Segment Start: Extracted text

A $3 million grant over the next 5 years has been given to Creighton’s Department of Health Sciences– Multicultural and Community Affairs (HS-MACA) to help increase diversity in the healthcare professions. The federal Health Careers Opportunity Program (HCOP) grant will fund HS-MACA’s Pipeline to Success Program.
Sade Kosoko-Lasaki, MD, Associate Vice Provost for Health Sciences and the director of HS-MACA, said that the goal of the new program is “to provide opportunities for individuals from disadvantaged backgrounds to access education and training necessary to be health care providers, to improve retention in school, to increase matriculation and graduation rates, and to provide community-based clinical health professional training in primary care.”
The Pipeline to Success Program will join several other pipeline programs already offered through HS-MACA, each targeting different age groups from middle school to professional school. The new program will specifically target economically and educationally disadvantaged high school, college and professional school students by providing them with services such as tutoring, mentoring and financial support.
According to data from the American Association of Medical Colleges, only 11 percent of medical school graduates are people of color. Similarly, the American Dental Association reports that only 12 percent of dental school graduates are people of color. In Nebraska, of the 2117 practicing physicians, only 1.7 percent are African-American, while 2.3 percent are Hispanic.
The pipeline programs of HS-MACA are designed to bridge this gap. “Our aim is to bridge not just the educational disparity through pipeline programs,” Kosoko-Lasaki said. “We have to have an impact and touch the lives of the citizens because as long as we continue to have the wide gap, we will not be able to achieve what we aim to achieve.”

Segment End: Extracted text
Segment Start: Given entries

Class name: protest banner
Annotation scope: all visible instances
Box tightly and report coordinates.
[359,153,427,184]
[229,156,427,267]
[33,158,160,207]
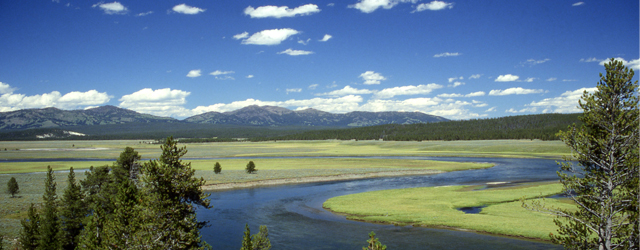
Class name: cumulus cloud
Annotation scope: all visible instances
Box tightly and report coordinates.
[415,1,453,12]
[119,88,191,116]
[209,70,236,76]
[448,82,465,88]
[527,87,598,113]
[233,31,249,40]
[489,87,545,96]
[317,85,375,96]
[0,82,112,112]
[433,52,462,57]
[360,71,387,85]
[505,107,538,113]
[172,4,205,15]
[286,88,302,95]
[240,28,300,45]
[187,69,202,77]
[373,83,442,99]
[520,58,551,67]
[448,76,464,82]
[347,0,418,13]
[244,4,320,18]
[600,57,640,70]
[91,2,129,15]
[278,49,313,56]
[495,74,520,82]
[319,34,333,42]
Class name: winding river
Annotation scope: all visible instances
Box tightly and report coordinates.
[198,157,561,249]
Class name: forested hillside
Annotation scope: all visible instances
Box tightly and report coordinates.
[253,114,580,141]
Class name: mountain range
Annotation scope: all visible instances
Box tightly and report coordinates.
[0,105,448,131]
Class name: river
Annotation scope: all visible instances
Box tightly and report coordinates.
[198,157,561,249]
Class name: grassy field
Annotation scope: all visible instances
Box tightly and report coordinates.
[323,183,575,240]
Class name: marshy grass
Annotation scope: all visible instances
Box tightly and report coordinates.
[323,183,575,240]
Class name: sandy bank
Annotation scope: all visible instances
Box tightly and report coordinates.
[202,169,444,191]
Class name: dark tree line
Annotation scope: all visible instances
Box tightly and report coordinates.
[252,114,580,141]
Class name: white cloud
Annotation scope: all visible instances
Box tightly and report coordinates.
[0,85,112,112]
[360,71,387,85]
[448,82,465,88]
[527,87,598,113]
[318,34,333,42]
[347,0,418,13]
[91,2,129,15]
[448,76,464,83]
[0,82,16,94]
[240,28,300,45]
[520,58,551,67]
[286,89,302,95]
[119,88,191,116]
[136,11,153,16]
[278,49,313,56]
[244,4,320,18]
[317,85,375,96]
[489,87,545,96]
[373,83,442,99]
[233,31,249,40]
[415,1,453,12]
[209,70,236,76]
[580,57,602,62]
[187,69,202,77]
[433,52,462,57]
[465,91,485,97]
[495,74,520,82]
[172,4,205,15]
[600,57,640,70]
[505,107,538,113]
[298,38,311,45]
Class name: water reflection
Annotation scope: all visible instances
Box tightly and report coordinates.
[198,157,560,249]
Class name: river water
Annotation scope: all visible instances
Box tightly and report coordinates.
[198,157,561,249]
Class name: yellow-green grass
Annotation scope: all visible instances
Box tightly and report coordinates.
[323,183,575,240]
[0,140,570,162]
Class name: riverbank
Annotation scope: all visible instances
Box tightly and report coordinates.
[323,183,575,240]
[202,169,445,191]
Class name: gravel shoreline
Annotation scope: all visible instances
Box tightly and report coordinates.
[202,169,444,191]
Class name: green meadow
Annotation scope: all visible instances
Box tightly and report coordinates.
[323,183,575,240]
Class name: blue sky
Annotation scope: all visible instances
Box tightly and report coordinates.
[0,0,640,119]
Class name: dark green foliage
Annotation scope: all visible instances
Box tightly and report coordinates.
[137,137,210,249]
[60,167,88,250]
[251,114,579,141]
[551,59,640,249]
[37,166,60,249]
[18,203,40,250]
[244,161,258,174]
[251,225,271,250]
[362,231,387,250]
[240,224,253,250]
[7,177,20,198]
[213,162,222,174]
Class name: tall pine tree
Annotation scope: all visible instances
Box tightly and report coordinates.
[37,166,60,249]
[60,167,88,250]
[18,203,40,250]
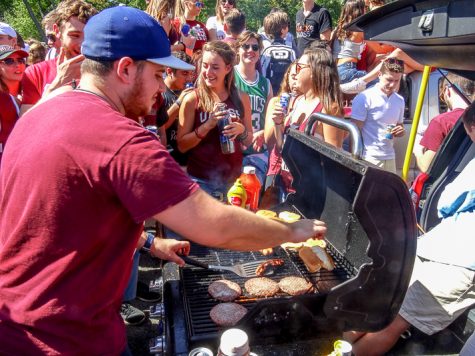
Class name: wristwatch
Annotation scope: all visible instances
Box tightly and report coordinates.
[142,232,155,252]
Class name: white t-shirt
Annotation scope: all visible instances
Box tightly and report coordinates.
[206,16,226,40]
[351,84,404,160]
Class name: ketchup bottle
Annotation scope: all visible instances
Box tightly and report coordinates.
[239,166,261,211]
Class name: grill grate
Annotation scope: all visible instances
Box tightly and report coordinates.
[181,244,356,345]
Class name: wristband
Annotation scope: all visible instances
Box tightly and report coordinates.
[142,232,155,252]
[237,127,248,142]
[195,127,206,140]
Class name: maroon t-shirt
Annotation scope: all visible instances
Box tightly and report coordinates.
[21,57,58,105]
[187,98,242,185]
[0,91,198,355]
[420,109,464,152]
[0,92,18,163]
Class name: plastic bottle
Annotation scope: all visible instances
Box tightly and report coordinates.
[239,166,261,211]
[228,178,247,208]
[218,329,253,356]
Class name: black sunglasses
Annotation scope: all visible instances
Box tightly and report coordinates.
[241,43,259,52]
[2,58,26,66]
[384,58,404,66]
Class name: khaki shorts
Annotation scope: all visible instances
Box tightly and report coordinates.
[365,157,397,173]
[399,257,475,335]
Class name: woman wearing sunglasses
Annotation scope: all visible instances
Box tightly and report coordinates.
[206,0,236,41]
[177,41,252,197]
[265,48,344,198]
[173,0,209,56]
[0,45,28,165]
[234,31,273,184]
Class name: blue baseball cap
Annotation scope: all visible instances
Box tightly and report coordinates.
[81,6,195,70]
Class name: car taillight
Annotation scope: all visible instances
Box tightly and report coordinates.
[409,173,429,214]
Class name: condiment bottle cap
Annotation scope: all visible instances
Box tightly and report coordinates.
[219,329,249,356]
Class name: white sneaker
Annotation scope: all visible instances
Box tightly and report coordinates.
[340,78,366,94]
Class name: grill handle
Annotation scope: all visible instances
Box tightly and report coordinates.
[305,113,363,159]
[180,256,209,269]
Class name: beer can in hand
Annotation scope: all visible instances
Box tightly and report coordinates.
[218,103,236,155]
[279,93,290,115]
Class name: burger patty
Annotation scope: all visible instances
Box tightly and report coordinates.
[209,303,247,326]
[279,276,312,295]
[244,277,279,298]
[208,279,242,302]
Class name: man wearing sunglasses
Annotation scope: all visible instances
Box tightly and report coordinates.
[351,58,405,173]
[0,22,17,47]
[21,0,97,114]
[414,73,475,172]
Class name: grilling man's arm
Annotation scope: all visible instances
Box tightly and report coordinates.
[154,190,326,251]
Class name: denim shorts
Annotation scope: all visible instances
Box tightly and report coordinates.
[338,62,367,84]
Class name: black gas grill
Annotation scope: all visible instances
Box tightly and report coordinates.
[163,114,416,355]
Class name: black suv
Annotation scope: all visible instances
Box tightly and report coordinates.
[352,0,475,354]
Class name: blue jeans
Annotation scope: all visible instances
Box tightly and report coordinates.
[122,250,140,302]
[338,62,367,84]
[242,151,269,187]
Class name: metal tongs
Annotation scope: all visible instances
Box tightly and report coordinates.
[180,256,274,278]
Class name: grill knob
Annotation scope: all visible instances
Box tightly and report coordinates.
[149,336,167,355]
[150,303,165,318]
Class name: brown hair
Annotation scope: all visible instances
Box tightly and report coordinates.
[145,0,176,21]
[196,41,244,112]
[224,9,246,36]
[380,58,404,74]
[303,48,343,116]
[214,0,237,23]
[264,11,289,40]
[56,0,97,27]
[27,38,46,65]
[335,0,365,41]
[41,9,58,34]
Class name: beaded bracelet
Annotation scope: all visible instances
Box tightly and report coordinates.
[195,127,206,140]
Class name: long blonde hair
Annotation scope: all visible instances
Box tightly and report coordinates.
[303,48,343,116]
[145,0,176,21]
[196,41,244,113]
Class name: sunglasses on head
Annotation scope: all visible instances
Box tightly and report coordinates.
[295,62,310,74]
[385,58,404,66]
[241,43,259,52]
[46,33,56,42]
[1,58,26,66]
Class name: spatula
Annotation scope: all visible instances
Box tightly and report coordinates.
[180,256,273,278]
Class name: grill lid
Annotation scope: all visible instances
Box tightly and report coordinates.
[283,114,417,331]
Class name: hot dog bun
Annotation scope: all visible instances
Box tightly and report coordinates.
[299,246,322,273]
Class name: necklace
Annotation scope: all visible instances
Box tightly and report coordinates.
[74,88,121,112]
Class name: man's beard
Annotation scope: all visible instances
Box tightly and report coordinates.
[124,75,151,121]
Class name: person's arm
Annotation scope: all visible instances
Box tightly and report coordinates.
[236,92,253,147]
[177,92,225,152]
[154,189,326,251]
[137,231,190,266]
[264,96,284,149]
[42,48,86,98]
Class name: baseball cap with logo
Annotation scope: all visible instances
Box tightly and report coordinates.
[0,22,16,38]
[0,45,28,60]
[81,6,195,70]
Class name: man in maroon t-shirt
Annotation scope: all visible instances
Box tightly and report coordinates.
[21,0,97,114]
[0,6,326,355]
[416,73,475,172]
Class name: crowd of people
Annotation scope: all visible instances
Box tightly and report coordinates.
[0,0,475,354]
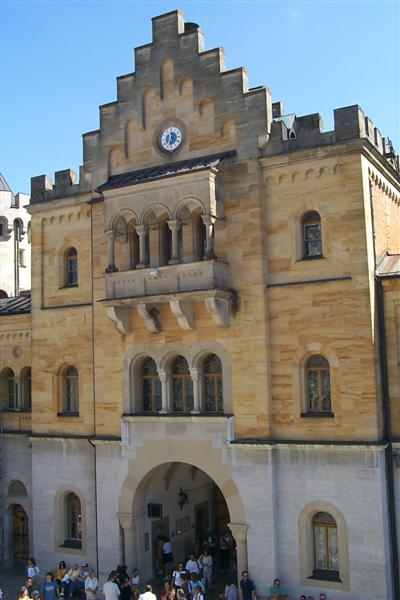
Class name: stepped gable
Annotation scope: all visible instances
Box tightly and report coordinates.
[32,11,272,203]
[263,102,400,178]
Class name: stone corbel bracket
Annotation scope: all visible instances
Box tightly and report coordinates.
[107,306,131,335]
[204,296,230,327]
[136,303,161,333]
[169,300,194,329]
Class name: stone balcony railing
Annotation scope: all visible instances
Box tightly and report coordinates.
[106,260,228,300]
[104,259,231,335]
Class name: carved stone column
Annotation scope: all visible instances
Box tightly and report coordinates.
[158,369,171,415]
[117,513,138,564]
[190,367,202,415]
[228,523,247,590]
[135,225,148,269]
[167,220,182,265]
[201,215,215,260]
[106,229,119,273]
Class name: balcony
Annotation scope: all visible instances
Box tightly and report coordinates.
[106,260,228,300]
[104,259,231,335]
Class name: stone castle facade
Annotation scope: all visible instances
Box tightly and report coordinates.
[0,11,400,600]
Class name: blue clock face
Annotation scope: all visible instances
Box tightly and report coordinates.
[160,127,182,152]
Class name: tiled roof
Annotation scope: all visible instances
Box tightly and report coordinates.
[377,254,400,277]
[97,151,236,192]
[0,173,12,193]
[0,294,31,316]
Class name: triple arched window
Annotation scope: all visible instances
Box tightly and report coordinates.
[139,353,224,414]
[302,210,322,258]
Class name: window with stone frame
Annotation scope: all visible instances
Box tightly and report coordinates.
[171,356,193,412]
[306,354,332,414]
[141,358,161,412]
[64,492,82,549]
[61,366,79,416]
[302,210,322,258]
[65,248,78,287]
[20,367,32,411]
[203,354,224,412]
[312,512,339,581]
[0,367,18,410]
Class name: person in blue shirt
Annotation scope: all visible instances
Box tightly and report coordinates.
[268,577,287,600]
[40,572,59,600]
[240,571,256,600]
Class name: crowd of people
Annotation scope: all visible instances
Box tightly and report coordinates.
[4,545,327,600]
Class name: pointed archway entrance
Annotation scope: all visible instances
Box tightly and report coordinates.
[118,442,247,580]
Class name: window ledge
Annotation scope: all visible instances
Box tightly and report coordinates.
[60,540,82,550]
[297,254,326,262]
[121,411,233,418]
[307,569,343,583]
[57,412,79,417]
[300,410,335,419]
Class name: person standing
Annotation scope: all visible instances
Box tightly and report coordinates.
[240,571,256,600]
[219,529,233,573]
[198,547,212,591]
[103,571,121,600]
[40,571,59,600]
[85,569,99,600]
[117,565,132,600]
[139,584,157,600]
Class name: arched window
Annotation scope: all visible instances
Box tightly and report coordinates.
[20,367,32,410]
[65,248,78,287]
[203,354,224,412]
[306,354,331,413]
[302,210,322,258]
[61,367,79,415]
[142,358,161,412]
[312,512,339,580]
[0,216,8,241]
[64,492,82,548]
[172,356,193,412]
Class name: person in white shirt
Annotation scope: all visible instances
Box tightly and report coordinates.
[139,584,157,600]
[85,569,99,600]
[186,554,200,575]
[103,571,121,600]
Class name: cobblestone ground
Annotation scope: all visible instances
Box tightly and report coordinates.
[0,565,235,600]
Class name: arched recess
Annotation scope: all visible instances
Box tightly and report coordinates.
[298,500,350,590]
[7,479,28,498]
[117,454,247,578]
[143,204,172,267]
[174,198,206,262]
[53,484,87,554]
[160,58,174,99]
[189,340,233,414]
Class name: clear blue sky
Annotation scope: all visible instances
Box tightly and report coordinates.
[0,0,400,193]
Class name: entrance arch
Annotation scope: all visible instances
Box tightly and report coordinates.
[118,448,247,579]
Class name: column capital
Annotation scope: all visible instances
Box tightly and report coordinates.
[135,224,149,235]
[228,523,247,543]
[167,219,182,231]
[117,513,133,529]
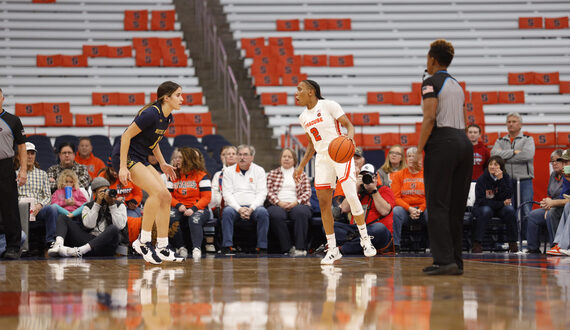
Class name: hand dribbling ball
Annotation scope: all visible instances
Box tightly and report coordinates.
[329,135,354,163]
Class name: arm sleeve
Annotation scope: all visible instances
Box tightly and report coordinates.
[108,203,127,230]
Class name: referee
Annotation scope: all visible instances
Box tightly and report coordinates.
[0,89,28,259]
[415,39,473,275]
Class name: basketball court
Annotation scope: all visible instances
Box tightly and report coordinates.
[0,253,570,329]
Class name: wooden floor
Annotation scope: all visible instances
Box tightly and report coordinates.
[0,254,570,330]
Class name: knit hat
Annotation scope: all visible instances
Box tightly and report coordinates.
[91,176,111,191]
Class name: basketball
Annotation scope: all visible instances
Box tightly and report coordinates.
[329,135,354,163]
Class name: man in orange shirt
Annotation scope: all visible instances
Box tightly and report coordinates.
[75,136,105,180]
[390,147,427,252]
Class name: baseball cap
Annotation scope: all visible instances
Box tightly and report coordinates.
[26,142,38,152]
[360,164,374,174]
[556,149,570,161]
[354,147,362,157]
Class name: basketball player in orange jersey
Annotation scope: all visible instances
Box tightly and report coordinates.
[294,80,376,265]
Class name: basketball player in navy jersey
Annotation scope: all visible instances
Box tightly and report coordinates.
[112,81,184,264]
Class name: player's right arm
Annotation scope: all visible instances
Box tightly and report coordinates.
[293,133,315,182]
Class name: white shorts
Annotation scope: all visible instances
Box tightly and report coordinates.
[315,153,356,189]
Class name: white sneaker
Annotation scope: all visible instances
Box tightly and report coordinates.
[133,238,162,265]
[321,246,342,265]
[360,236,376,257]
[176,247,188,259]
[192,248,202,259]
[156,246,184,262]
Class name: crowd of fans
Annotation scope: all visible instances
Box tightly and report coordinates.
[0,113,570,259]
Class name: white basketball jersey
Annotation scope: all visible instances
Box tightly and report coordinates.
[299,100,344,154]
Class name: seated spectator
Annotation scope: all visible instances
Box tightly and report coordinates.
[208,146,237,213]
[222,145,269,254]
[170,147,212,259]
[334,164,395,254]
[378,144,406,187]
[51,170,87,218]
[471,156,519,253]
[47,142,91,193]
[390,147,427,253]
[18,142,58,252]
[267,148,313,257]
[467,124,491,181]
[526,149,570,253]
[48,177,127,257]
[75,136,105,180]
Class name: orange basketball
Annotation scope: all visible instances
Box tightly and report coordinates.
[329,135,354,163]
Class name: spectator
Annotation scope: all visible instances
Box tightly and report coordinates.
[51,170,87,218]
[467,124,491,181]
[208,146,237,209]
[334,164,395,254]
[0,89,28,259]
[48,177,127,257]
[18,142,58,248]
[222,145,269,254]
[471,156,519,253]
[47,142,91,192]
[378,144,406,187]
[267,148,310,257]
[170,147,212,259]
[75,136,105,180]
[526,149,570,253]
[491,112,535,239]
[390,147,427,253]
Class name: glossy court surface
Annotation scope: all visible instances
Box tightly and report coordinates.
[0,254,570,329]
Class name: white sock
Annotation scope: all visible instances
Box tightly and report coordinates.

Segment End: Given entries

§ **Required work**
A – List the services that the article on the Creighton grant says the Pipeline to Success Program will provide to students.
B – Please carry on the article about the Creighton grant, picking up after its last sentence.

§ **Activity answers**
A –
- Tutoring
- Mentoring
- Financial support

B –
Kosoko-Lasaki expressed her passion for the program and its commitment to Creighton’s value of “men and women for and with others.”
“I look beyond myself. I look at, ‘What can I provide for others?’ And if it's in the area of encouraging and believing in people and helping them to achieve their dream, that's my calling,” said Kosoko-Lasaki.
“These are kids who had no idea what they could do,” Jeff Lang, MS, Assistant Director, Academic Enrichment, said. “And with support and guidance and coaching they go way beyond the limitations they set on themselves.”
“The greatest compliment to our program is to see kids who were in HCOP go in and do these things that they wanted to do but didn't truly know if they could do it. Think about how much talent we've missed. That's tragic,” Lang said. “We're limited by our size, and we can't be everything to everyone, but with HCOP we can do great things.”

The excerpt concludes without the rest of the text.